##### SOURCE RECORDS #####

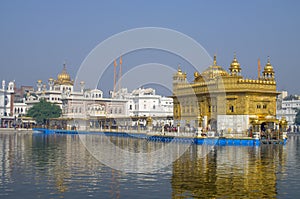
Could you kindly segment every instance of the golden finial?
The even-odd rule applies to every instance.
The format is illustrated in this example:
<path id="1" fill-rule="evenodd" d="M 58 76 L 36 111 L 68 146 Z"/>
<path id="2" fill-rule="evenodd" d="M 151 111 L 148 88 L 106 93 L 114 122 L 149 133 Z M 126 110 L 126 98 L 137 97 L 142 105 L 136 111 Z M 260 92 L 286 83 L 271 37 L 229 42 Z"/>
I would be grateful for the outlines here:
<path id="1" fill-rule="evenodd" d="M 217 55 L 215 54 L 214 55 L 214 66 L 216 66 L 217 65 Z"/>
<path id="2" fill-rule="evenodd" d="M 270 69 L 270 68 L 273 69 L 273 66 L 271 65 L 271 62 L 270 62 L 270 56 L 268 56 L 268 60 L 267 60 L 266 67 L 269 68 L 269 69 Z M 265 68 L 266 68 L 266 67 L 265 67 Z"/>
<path id="3" fill-rule="evenodd" d="M 271 63 L 270 63 L 270 56 L 268 56 L 267 64 L 271 65 Z"/>
<path id="4" fill-rule="evenodd" d="M 67 62 L 66 61 L 64 61 L 64 63 L 63 63 L 63 66 L 64 66 L 64 68 L 63 68 L 63 72 L 67 72 Z"/>
<path id="5" fill-rule="evenodd" d="M 181 72 L 180 64 L 178 64 L 178 72 Z"/>

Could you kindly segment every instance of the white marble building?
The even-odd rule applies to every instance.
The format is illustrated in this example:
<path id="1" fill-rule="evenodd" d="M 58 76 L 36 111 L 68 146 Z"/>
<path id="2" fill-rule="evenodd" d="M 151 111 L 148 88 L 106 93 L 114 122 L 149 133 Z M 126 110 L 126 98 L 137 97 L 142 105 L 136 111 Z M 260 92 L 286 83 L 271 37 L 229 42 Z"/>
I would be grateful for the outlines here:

#####

- [AIM OF THE TASK] Copy down every line of the entries containing the word "kindly".

- [RESPONSE FOR THIS EXERCISE]
Could you kindly segment every instance of the golden finial?
Could you kindly segment every instance of the white marble building?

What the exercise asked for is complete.